* **EXERCISE BRIEF**
Write out exactly the lines running from the one that contains "Tag the alpine" through the end of the material.

* **DATA SHOWN**
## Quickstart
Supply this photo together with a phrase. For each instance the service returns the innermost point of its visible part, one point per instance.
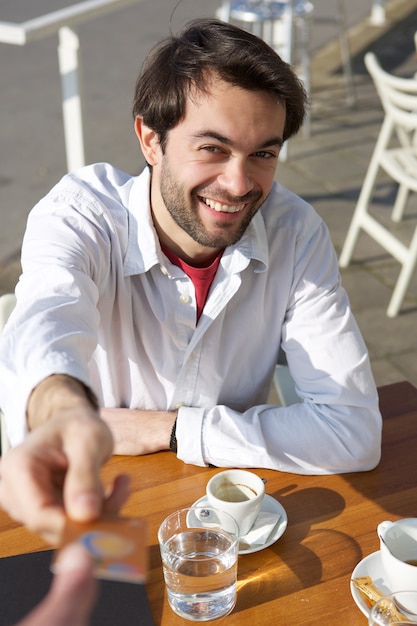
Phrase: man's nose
(236, 178)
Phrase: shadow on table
(314, 553)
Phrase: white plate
(369, 566)
(269, 505)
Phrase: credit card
(118, 546)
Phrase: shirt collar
(144, 250)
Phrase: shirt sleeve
(53, 330)
(336, 427)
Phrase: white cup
(398, 542)
(239, 493)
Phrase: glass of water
(200, 563)
(397, 609)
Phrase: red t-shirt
(202, 277)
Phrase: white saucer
(269, 505)
(369, 566)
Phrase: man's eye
(213, 149)
(264, 154)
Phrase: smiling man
(152, 309)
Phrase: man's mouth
(223, 208)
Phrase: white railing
(63, 22)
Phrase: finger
(118, 494)
(24, 479)
(86, 453)
(73, 592)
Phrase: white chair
(7, 304)
(395, 153)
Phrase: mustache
(222, 196)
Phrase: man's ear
(149, 141)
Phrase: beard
(184, 211)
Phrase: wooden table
(302, 579)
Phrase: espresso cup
(239, 493)
(398, 543)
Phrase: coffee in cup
(398, 543)
(239, 493)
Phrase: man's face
(217, 169)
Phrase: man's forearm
(56, 393)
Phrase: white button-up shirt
(98, 300)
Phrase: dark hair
(179, 63)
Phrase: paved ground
(327, 168)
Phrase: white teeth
(223, 208)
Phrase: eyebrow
(212, 134)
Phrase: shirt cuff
(189, 435)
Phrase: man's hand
(71, 598)
(55, 472)
(137, 432)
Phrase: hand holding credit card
(118, 546)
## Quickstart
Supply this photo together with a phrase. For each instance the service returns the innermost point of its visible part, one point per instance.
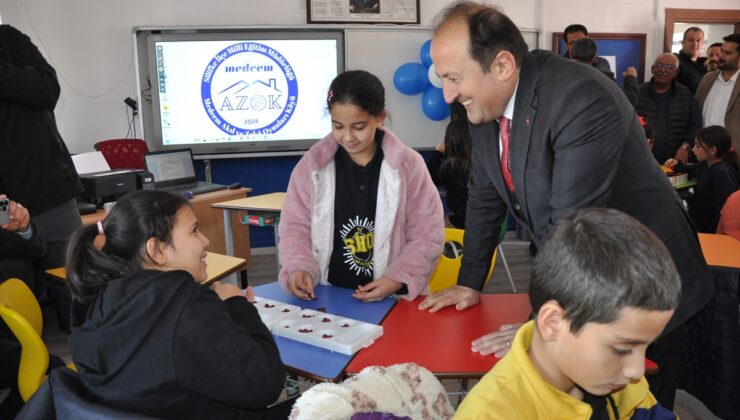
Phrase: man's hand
(631, 71)
(226, 290)
(682, 154)
(497, 343)
(300, 284)
(18, 215)
(377, 289)
(460, 296)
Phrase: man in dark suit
(574, 141)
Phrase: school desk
(219, 266)
(710, 368)
(720, 250)
(266, 205)
(315, 363)
(440, 341)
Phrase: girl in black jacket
(147, 337)
(716, 173)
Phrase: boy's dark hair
(571, 29)
(599, 261)
(135, 218)
(718, 137)
(359, 88)
(733, 38)
(583, 50)
(489, 30)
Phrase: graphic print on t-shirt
(358, 236)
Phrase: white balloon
(433, 78)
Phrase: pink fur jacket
(409, 222)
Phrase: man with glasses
(692, 66)
(671, 109)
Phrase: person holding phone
(20, 246)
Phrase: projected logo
(249, 89)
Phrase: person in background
(719, 91)
(691, 64)
(603, 287)
(20, 247)
(716, 173)
(35, 166)
(567, 138)
(147, 337)
(571, 33)
(449, 164)
(584, 51)
(361, 210)
(729, 218)
(713, 54)
(671, 109)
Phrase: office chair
(123, 153)
(21, 312)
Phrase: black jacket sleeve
(631, 89)
(13, 246)
(224, 351)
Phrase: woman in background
(449, 164)
(147, 337)
(716, 173)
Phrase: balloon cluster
(413, 78)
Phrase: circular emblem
(249, 88)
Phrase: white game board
(332, 332)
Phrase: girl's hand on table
(300, 284)
(377, 289)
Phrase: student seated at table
(361, 210)
(147, 337)
(716, 174)
(603, 287)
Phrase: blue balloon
(433, 104)
(411, 78)
(426, 57)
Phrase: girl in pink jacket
(361, 210)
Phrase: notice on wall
(363, 11)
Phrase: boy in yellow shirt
(603, 287)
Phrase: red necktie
(505, 130)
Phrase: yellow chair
(445, 275)
(21, 312)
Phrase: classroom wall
(90, 43)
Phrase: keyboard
(195, 189)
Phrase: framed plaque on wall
(363, 11)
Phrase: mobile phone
(4, 211)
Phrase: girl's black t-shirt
(355, 199)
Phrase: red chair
(123, 153)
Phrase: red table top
(441, 341)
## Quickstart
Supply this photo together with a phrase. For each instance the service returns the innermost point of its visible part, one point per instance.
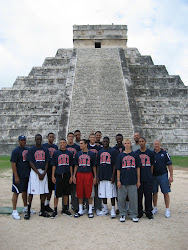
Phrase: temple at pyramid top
(100, 36)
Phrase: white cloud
(35, 29)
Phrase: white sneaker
(15, 215)
(122, 218)
(135, 219)
(99, 212)
(113, 213)
(105, 211)
(155, 210)
(25, 211)
(167, 214)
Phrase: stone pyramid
(100, 84)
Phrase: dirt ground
(100, 232)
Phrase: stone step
(56, 61)
(140, 71)
(48, 71)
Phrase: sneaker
(135, 219)
(113, 213)
(155, 210)
(140, 216)
(44, 214)
(66, 212)
(122, 218)
(25, 211)
(48, 209)
(90, 215)
(167, 213)
(15, 215)
(27, 216)
(54, 215)
(105, 211)
(77, 215)
(150, 217)
(99, 212)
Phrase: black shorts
(62, 186)
(21, 187)
(51, 185)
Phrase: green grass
(180, 161)
(5, 162)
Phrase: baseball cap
(21, 137)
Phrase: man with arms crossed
(62, 162)
(160, 176)
(51, 148)
(38, 157)
(85, 166)
(21, 170)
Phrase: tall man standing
(51, 148)
(85, 164)
(21, 170)
(160, 176)
(38, 157)
(62, 162)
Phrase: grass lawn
(5, 162)
(180, 161)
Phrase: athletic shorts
(62, 186)
(163, 181)
(37, 186)
(84, 184)
(51, 185)
(21, 187)
(107, 190)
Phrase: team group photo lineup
(91, 177)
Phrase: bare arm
(95, 172)
(14, 169)
(74, 175)
(118, 179)
(53, 174)
(170, 168)
(138, 177)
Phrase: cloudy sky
(31, 30)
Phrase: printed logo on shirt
(84, 161)
(63, 159)
(24, 154)
(51, 151)
(105, 158)
(128, 162)
(39, 155)
(145, 160)
(93, 150)
(120, 150)
(73, 151)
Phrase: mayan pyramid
(100, 84)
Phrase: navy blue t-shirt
(106, 159)
(38, 156)
(147, 159)
(94, 148)
(19, 157)
(127, 164)
(73, 149)
(63, 160)
(119, 149)
(161, 160)
(85, 161)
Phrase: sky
(31, 30)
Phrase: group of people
(89, 169)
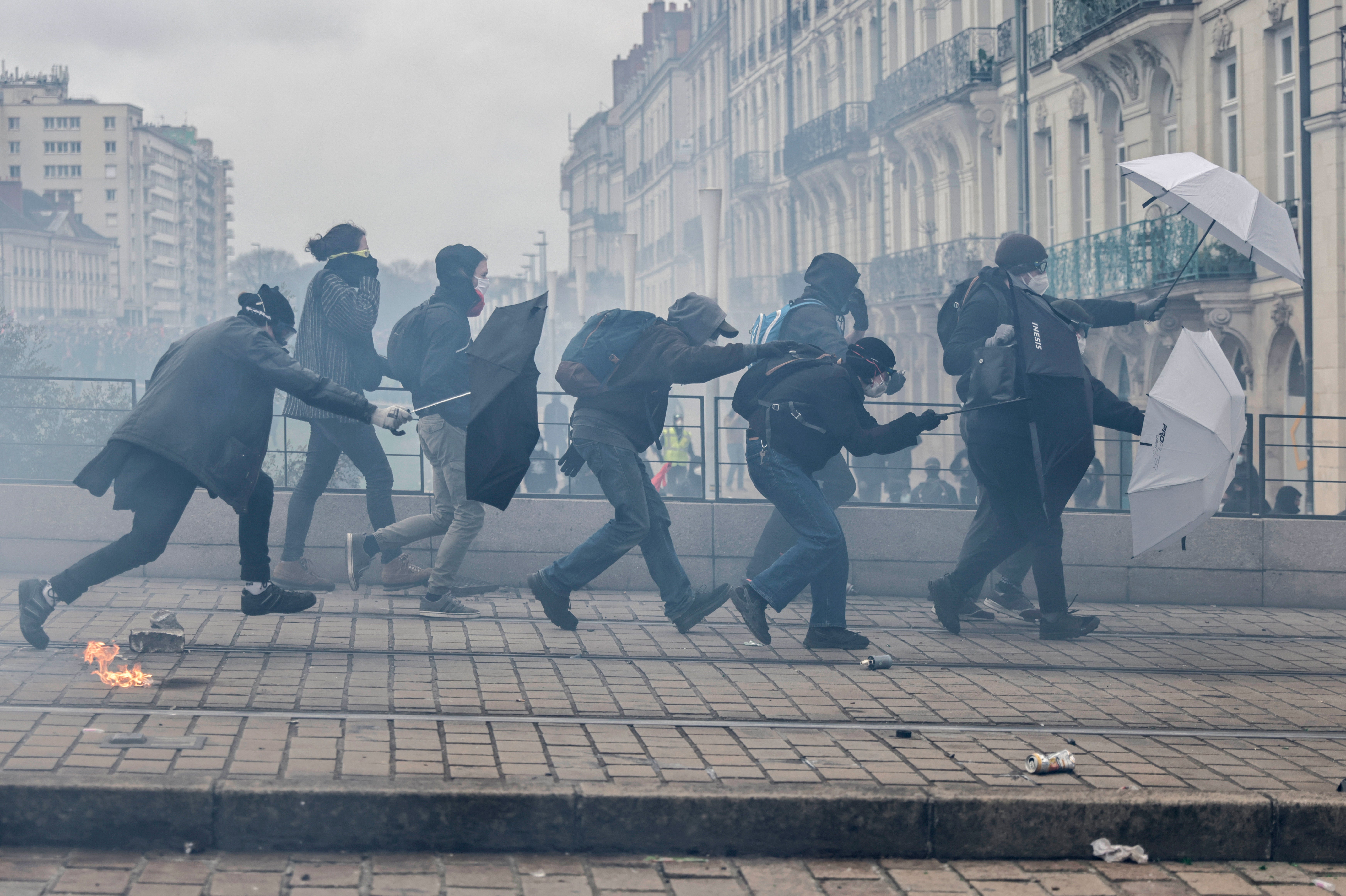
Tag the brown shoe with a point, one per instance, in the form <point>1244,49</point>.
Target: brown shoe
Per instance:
<point>301,576</point>
<point>402,572</point>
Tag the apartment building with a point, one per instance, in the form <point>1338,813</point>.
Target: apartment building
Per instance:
<point>911,135</point>
<point>158,192</point>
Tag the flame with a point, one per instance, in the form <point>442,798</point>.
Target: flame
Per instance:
<point>104,654</point>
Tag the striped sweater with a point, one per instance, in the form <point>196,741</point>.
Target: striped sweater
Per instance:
<point>333,310</point>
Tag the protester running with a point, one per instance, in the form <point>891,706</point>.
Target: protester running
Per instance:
<point>614,422</point>
<point>336,340</point>
<point>204,423</point>
<point>801,414</point>
<point>435,348</point>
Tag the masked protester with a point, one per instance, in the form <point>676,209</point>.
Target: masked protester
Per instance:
<point>443,373</point>
<point>830,280</point>
<point>336,340</point>
<point>204,423</point>
<point>610,431</point>
<point>803,420</point>
<point>1029,455</point>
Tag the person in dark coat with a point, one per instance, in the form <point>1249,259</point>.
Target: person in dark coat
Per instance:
<point>815,414</point>
<point>204,422</point>
<point>464,279</point>
<point>1029,455</point>
<point>830,280</point>
<point>613,430</point>
<point>334,337</point>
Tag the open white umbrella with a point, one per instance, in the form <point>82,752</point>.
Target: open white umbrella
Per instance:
<point>1224,205</point>
<point>1194,426</point>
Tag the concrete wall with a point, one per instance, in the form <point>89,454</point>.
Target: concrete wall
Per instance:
<point>894,551</point>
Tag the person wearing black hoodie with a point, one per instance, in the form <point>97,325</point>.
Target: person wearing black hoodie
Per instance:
<point>438,389</point>
<point>204,422</point>
<point>818,318</point>
<point>336,340</point>
<point>803,420</point>
<point>610,431</point>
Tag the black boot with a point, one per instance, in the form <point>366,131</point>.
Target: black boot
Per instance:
<point>34,611</point>
<point>274,599</point>
<point>752,606</point>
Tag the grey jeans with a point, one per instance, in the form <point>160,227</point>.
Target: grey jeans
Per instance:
<point>451,516</point>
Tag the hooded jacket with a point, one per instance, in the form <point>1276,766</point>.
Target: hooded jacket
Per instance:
<point>835,403</point>
<point>208,408</point>
<point>831,279</point>
<point>668,352</point>
<point>445,370</point>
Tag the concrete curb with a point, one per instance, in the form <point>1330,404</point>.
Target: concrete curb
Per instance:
<point>664,818</point>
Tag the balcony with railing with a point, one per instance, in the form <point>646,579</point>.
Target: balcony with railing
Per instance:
<point>928,271</point>
<point>966,60</point>
<point>750,169</point>
<point>1080,21</point>
<point>1139,256</point>
<point>835,131</point>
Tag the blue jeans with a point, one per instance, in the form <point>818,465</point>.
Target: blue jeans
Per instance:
<point>640,520</point>
<point>819,559</point>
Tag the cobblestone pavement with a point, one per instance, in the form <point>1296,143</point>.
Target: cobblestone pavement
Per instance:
<point>40,872</point>
<point>361,687</point>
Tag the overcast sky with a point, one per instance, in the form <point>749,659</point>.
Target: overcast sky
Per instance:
<point>424,122</point>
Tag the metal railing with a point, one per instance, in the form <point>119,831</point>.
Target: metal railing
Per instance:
<point>752,167</point>
<point>835,131</point>
<point>1139,256</point>
<point>1079,21</point>
<point>928,271</point>
<point>966,60</point>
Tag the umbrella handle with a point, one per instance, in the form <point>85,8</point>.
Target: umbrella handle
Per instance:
<point>1189,262</point>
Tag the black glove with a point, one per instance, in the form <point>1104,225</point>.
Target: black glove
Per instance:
<point>931,419</point>
<point>573,462</point>
<point>859,311</point>
<point>1151,309</point>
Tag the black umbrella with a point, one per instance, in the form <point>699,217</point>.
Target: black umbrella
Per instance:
<point>504,426</point>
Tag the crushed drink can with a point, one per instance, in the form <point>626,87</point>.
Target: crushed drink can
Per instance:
<point>1051,763</point>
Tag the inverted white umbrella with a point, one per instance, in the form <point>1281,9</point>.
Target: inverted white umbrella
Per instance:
<point>1189,446</point>
<point>1224,205</point>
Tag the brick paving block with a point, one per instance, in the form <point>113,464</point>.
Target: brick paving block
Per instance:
<point>325,876</point>
<point>246,884</point>
<point>174,872</point>
<point>407,884</point>
<point>94,880</point>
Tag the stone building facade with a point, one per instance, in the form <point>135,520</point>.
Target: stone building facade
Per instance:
<point>890,131</point>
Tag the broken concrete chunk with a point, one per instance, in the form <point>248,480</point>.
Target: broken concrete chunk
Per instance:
<point>158,641</point>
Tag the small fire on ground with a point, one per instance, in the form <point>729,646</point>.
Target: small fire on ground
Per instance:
<point>104,654</point>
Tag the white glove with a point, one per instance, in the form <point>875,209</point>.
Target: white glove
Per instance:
<point>391,416</point>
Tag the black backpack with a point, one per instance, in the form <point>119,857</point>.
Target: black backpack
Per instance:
<point>407,348</point>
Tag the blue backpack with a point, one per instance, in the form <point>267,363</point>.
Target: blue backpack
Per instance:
<point>768,326</point>
<point>598,349</point>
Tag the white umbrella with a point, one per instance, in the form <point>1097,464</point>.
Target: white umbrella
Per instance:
<point>1224,205</point>
<point>1194,426</point>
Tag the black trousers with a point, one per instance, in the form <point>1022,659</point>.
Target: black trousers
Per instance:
<point>1017,519</point>
<point>779,536</point>
<point>328,442</point>
<point>157,517</point>
<point>983,524</point>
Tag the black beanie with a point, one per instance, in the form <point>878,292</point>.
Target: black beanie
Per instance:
<point>870,357</point>
<point>267,306</point>
<point>1019,250</point>
<point>457,260</point>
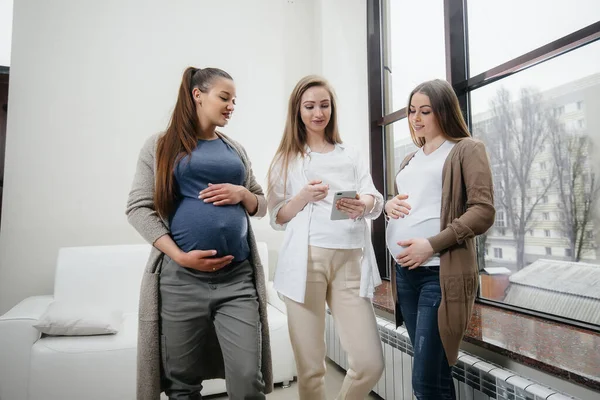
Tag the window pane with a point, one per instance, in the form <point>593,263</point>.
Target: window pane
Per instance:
<point>546,186</point>
<point>399,145</point>
<point>412,54</point>
<point>519,26</point>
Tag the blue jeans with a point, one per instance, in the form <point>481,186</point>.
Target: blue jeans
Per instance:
<point>419,296</point>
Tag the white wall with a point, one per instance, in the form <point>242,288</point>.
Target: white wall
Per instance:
<point>83,98</point>
<point>6,8</point>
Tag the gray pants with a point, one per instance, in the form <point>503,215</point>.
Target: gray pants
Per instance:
<point>195,305</point>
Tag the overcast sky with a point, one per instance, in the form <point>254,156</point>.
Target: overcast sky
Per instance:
<point>499,30</point>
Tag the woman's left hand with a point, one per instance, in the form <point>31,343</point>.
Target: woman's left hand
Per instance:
<point>416,253</point>
<point>354,208</point>
<point>223,194</point>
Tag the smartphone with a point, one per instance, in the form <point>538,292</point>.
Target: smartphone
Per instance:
<point>336,214</point>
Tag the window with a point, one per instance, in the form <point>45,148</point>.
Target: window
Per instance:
<point>400,76</point>
<point>500,222</point>
<point>497,252</point>
<point>546,216</point>
<point>522,93</point>
<point>487,50</point>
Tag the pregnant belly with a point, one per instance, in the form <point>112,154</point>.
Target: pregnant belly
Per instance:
<point>407,228</point>
<point>196,225</point>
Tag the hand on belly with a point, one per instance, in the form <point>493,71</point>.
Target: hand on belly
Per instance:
<point>416,252</point>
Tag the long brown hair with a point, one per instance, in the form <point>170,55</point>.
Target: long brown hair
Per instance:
<point>293,141</point>
<point>180,138</point>
<point>446,109</point>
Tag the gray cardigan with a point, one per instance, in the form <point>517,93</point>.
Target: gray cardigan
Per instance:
<point>143,217</point>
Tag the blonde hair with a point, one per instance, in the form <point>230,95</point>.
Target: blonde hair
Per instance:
<point>293,141</point>
<point>446,109</point>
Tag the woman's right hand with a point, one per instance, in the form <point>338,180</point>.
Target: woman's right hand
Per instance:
<point>397,207</point>
<point>314,191</point>
<point>198,260</point>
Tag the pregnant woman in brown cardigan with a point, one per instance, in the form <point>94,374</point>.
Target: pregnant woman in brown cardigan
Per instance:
<point>444,199</point>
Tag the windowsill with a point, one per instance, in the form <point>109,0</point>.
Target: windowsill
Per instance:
<point>561,350</point>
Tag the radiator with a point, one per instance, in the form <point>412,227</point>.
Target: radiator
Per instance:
<point>474,378</point>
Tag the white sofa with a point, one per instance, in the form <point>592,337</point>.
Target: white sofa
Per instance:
<point>100,367</point>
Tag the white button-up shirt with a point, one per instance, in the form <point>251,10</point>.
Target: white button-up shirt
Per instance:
<point>290,276</point>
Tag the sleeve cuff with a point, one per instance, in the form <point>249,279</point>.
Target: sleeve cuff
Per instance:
<point>443,240</point>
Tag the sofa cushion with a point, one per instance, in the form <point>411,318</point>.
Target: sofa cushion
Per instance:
<point>73,319</point>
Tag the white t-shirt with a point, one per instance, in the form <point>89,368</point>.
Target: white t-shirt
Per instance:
<point>421,180</point>
<point>336,170</point>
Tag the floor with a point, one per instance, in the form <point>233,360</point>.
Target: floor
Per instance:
<point>333,382</point>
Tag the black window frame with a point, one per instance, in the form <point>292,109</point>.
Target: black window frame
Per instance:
<point>457,73</point>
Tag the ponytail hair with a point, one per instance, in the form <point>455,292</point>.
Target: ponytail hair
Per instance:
<point>180,138</point>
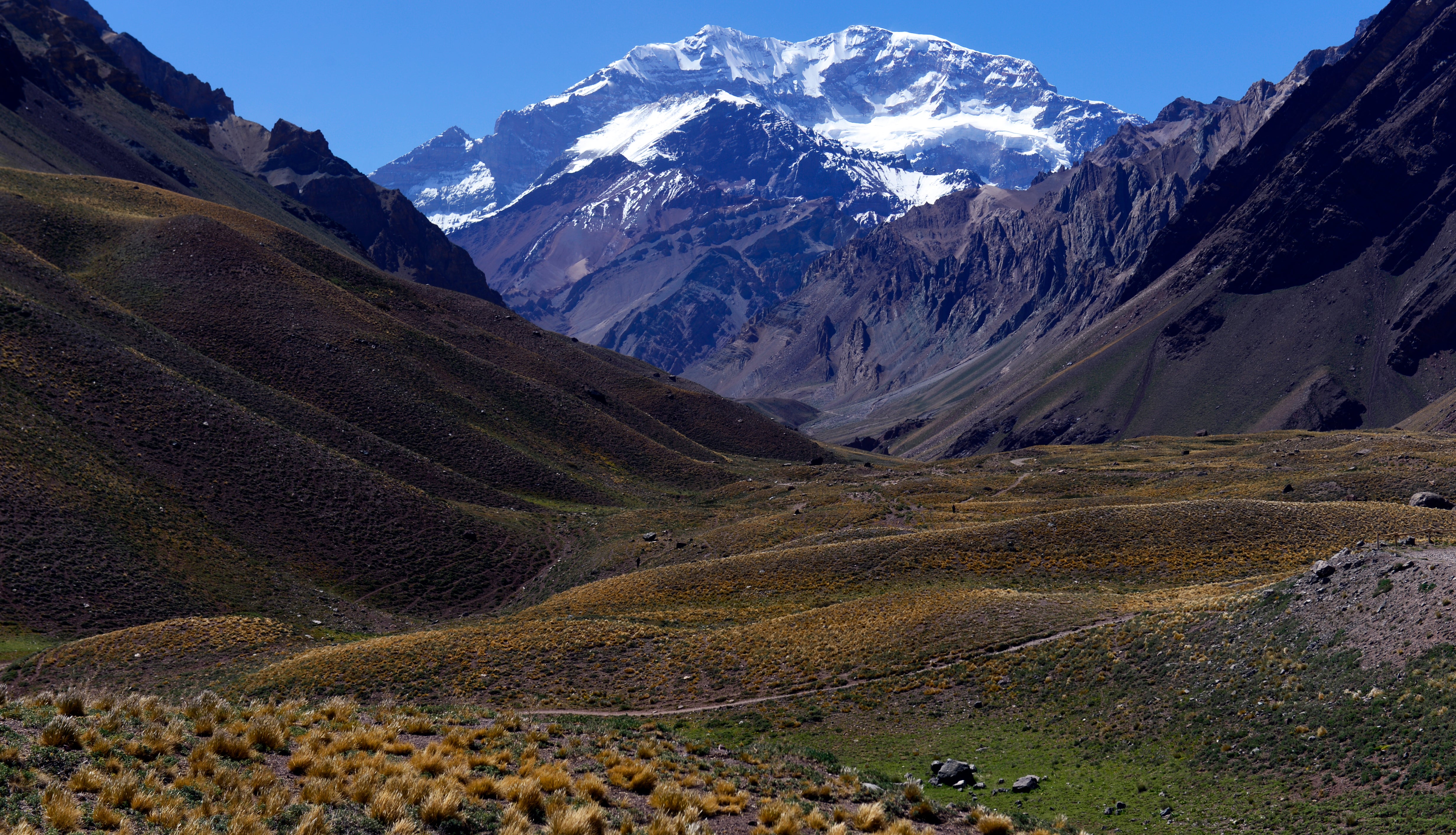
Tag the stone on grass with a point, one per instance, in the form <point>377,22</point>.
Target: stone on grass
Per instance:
<point>1430,501</point>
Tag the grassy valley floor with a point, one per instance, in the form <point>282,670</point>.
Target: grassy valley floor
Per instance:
<point>1139,626</point>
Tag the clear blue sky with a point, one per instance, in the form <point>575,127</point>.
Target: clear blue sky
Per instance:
<point>381,76</point>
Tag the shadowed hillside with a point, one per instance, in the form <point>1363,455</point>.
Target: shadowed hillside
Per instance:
<point>228,415</point>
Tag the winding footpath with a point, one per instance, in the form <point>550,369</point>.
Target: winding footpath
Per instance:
<point>854,684</point>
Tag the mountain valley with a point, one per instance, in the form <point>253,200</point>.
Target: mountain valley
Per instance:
<point>833,438</point>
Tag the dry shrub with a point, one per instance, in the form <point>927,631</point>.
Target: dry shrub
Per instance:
<point>417,725</point>
<point>267,732</point>
<point>168,814</point>
<point>727,799</point>
<point>924,811</point>
<point>71,703</point>
<point>590,787</point>
<point>62,732</point>
<point>525,793</point>
<point>231,747</point>
<point>313,823</point>
<point>429,763</point>
<point>870,818</point>
<point>327,767</point>
<point>634,776</point>
<point>104,817</point>
<point>552,779</point>
<point>995,824</point>
<point>442,805</point>
<point>825,793</point>
<point>62,809</point>
<point>362,787</point>
<point>515,823</point>
<point>248,824</point>
<point>338,709</point>
<point>386,806</point>
<point>319,790</point>
<point>94,742</point>
<point>481,787</point>
<point>672,799</point>
<point>302,761</point>
<point>87,779</point>
<point>775,811</point>
<point>120,790</point>
<point>580,821</point>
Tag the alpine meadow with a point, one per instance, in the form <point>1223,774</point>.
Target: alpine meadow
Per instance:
<point>839,436</point>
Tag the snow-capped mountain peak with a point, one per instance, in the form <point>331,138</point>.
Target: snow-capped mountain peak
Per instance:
<point>638,133</point>
<point>941,105</point>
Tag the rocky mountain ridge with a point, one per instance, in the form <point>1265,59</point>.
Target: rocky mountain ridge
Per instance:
<point>664,232</point>
<point>986,296</point>
<point>87,100</point>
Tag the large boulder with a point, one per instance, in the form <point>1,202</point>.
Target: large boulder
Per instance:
<point>1430,501</point>
<point>954,771</point>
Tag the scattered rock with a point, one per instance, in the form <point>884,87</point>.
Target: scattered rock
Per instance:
<point>1430,501</point>
<point>953,771</point>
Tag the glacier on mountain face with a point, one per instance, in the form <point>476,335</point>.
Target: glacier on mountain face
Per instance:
<point>942,107</point>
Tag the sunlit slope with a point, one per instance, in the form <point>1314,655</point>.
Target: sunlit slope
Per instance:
<point>207,413</point>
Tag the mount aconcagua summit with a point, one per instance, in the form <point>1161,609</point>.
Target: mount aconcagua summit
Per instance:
<point>937,104</point>
<point>666,200</point>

* **WRITTEN SOLUTION**
Tag the alpine meadow with a point, one per instance, in the form <point>1223,774</point>.
Target: alpine meadow
Per instance:
<point>839,436</point>
Tag the snow-capped mountain peak with a point, one per instance, in the form <point>331,138</point>.
Target: snow-capped mountain peak
Per instance:
<point>638,133</point>
<point>941,105</point>
Tag the rocky mountain ridge with a point, one per instance, in the form <point>1265,59</point>.
Target: rocky mountain ridge
Per instance:
<point>664,232</point>
<point>986,296</point>
<point>87,100</point>
Tag the large boulder with a point, one per instance, in the form <point>1,202</point>.
Target: large boulder
Per instance:
<point>1430,501</point>
<point>954,771</point>
Tag the scattered rock with a point, one per instance, in the form <point>884,87</point>.
Target: scattered rock
Per instance:
<point>1430,501</point>
<point>953,771</point>
Tag the glacier on mountain face with a point, one per instance, in the form <point>476,335</point>.
Target: glacier on mountain face
Per instance:
<point>942,107</point>
Tag the sunlit slope with a point, one per instance, in the form <point>1314,655</point>.
Target: sunlit slope
Per instance:
<point>207,413</point>
Tag the mount aconcagua summit with a point, one per instance, in the form <point>1161,609</point>.
Target: mount aconcagua summit
Per instance:
<point>937,104</point>
<point>666,200</point>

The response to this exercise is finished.